>> begin

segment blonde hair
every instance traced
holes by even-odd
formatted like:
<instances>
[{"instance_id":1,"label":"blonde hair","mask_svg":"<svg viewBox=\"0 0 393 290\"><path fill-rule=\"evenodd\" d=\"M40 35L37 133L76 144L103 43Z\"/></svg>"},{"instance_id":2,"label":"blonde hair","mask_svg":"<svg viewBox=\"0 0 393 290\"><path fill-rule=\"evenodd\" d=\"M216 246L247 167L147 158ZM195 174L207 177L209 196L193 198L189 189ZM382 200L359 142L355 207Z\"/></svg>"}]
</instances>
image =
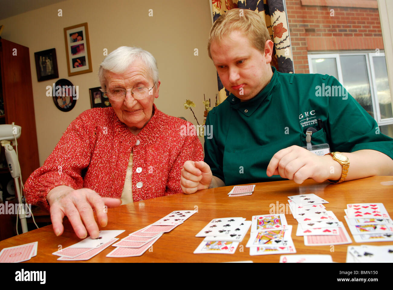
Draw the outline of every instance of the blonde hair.
<instances>
[{"instance_id":1,"label":"blonde hair","mask_svg":"<svg viewBox=\"0 0 393 290\"><path fill-rule=\"evenodd\" d=\"M263 19L257 12L248 9L231 9L219 17L213 24L208 40L208 52L211 59L210 46L235 30L244 32L257 49L263 51L270 35Z\"/></svg>"}]
</instances>

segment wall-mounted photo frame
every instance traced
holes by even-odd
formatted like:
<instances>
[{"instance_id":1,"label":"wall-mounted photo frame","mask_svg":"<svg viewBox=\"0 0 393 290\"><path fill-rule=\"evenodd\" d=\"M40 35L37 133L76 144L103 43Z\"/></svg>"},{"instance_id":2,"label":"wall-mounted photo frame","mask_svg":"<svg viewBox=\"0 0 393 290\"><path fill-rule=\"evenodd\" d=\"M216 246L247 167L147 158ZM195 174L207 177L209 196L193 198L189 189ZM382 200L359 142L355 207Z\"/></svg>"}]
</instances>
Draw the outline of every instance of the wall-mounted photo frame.
<instances>
[{"instance_id":1,"label":"wall-mounted photo frame","mask_svg":"<svg viewBox=\"0 0 393 290\"><path fill-rule=\"evenodd\" d=\"M35 52L34 59L38 81L59 77L55 48Z\"/></svg>"},{"instance_id":2,"label":"wall-mounted photo frame","mask_svg":"<svg viewBox=\"0 0 393 290\"><path fill-rule=\"evenodd\" d=\"M64 29L68 76L93 71L87 22Z\"/></svg>"},{"instance_id":3,"label":"wall-mounted photo frame","mask_svg":"<svg viewBox=\"0 0 393 290\"><path fill-rule=\"evenodd\" d=\"M107 108L111 107L109 99L105 93L100 90L100 87L89 89L90 92L90 104L92 108Z\"/></svg>"},{"instance_id":4,"label":"wall-mounted photo frame","mask_svg":"<svg viewBox=\"0 0 393 290\"><path fill-rule=\"evenodd\" d=\"M63 112L72 110L79 97L77 88L68 79L61 79L52 88L52 98L56 107Z\"/></svg>"}]
</instances>

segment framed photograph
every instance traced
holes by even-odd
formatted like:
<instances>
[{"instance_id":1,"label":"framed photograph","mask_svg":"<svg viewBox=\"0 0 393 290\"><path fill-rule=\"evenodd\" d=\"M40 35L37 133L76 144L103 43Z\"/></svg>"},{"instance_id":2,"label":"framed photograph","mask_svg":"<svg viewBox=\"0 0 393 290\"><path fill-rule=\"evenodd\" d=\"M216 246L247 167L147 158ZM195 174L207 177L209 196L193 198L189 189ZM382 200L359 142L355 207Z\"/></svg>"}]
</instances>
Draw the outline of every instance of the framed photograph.
<instances>
[{"instance_id":1,"label":"framed photograph","mask_svg":"<svg viewBox=\"0 0 393 290\"><path fill-rule=\"evenodd\" d=\"M66 27L64 37L68 76L92 72L87 22Z\"/></svg>"},{"instance_id":2,"label":"framed photograph","mask_svg":"<svg viewBox=\"0 0 393 290\"><path fill-rule=\"evenodd\" d=\"M35 52L34 59L38 81L59 77L55 48Z\"/></svg>"},{"instance_id":3,"label":"framed photograph","mask_svg":"<svg viewBox=\"0 0 393 290\"><path fill-rule=\"evenodd\" d=\"M78 90L72 83L65 79L61 79L52 88L52 97L55 105L61 111L68 112L75 106Z\"/></svg>"},{"instance_id":4,"label":"framed photograph","mask_svg":"<svg viewBox=\"0 0 393 290\"><path fill-rule=\"evenodd\" d=\"M105 93L99 90L100 87L89 89L90 92L90 103L92 108L107 108L112 106L109 99Z\"/></svg>"}]
</instances>

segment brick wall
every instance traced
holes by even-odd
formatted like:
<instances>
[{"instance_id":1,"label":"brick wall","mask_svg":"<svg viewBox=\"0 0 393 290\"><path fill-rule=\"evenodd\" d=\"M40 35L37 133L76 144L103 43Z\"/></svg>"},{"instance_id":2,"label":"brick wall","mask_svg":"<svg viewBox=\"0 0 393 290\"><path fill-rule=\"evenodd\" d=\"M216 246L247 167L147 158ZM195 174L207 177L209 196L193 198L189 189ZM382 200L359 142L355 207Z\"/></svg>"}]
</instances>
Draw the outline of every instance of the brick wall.
<instances>
[{"instance_id":1,"label":"brick wall","mask_svg":"<svg viewBox=\"0 0 393 290\"><path fill-rule=\"evenodd\" d=\"M302 0L286 1L295 72L309 72L309 52L383 50L378 9L315 6L328 2L303 1L313 6L302 5Z\"/></svg>"}]
</instances>

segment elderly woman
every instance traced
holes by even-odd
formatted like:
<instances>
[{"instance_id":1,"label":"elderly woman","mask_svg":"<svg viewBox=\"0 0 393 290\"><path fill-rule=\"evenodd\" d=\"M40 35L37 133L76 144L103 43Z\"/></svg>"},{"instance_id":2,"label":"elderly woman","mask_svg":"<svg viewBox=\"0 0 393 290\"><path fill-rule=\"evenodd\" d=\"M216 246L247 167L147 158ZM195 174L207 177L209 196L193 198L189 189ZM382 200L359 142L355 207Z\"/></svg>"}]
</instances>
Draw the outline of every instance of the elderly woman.
<instances>
[{"instance_id":1,"label":"elderly woman","mask_svg":"<svg viewBox=\"0 0 393 290\"><path fill-rule=\"evenodd\" d=\"M180 134L188 122L154 105L160 82L150 53L119 47L101 64L98 75L112 107L81 114L26 182L28 202L50 209L57 235L67 216L79 238L86 229L97 237L92 208L105 226L105 206L181 193L184 162L203 158L198 138Z\"/></svg>"}]
</instances>

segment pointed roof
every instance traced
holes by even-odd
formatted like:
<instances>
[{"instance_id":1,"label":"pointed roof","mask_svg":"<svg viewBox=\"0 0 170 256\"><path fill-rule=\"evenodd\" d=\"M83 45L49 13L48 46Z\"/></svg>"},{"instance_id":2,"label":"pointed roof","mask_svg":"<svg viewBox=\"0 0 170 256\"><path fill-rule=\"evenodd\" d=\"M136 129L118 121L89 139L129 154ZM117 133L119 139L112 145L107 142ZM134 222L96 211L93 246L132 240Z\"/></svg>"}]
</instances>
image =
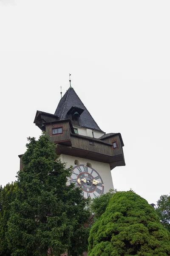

>> end

What you need to do:
How many lines of the records above contain the string "photograph"? Treat the match as case-sensitive, and reply with the number alone.

Exercise answer:
4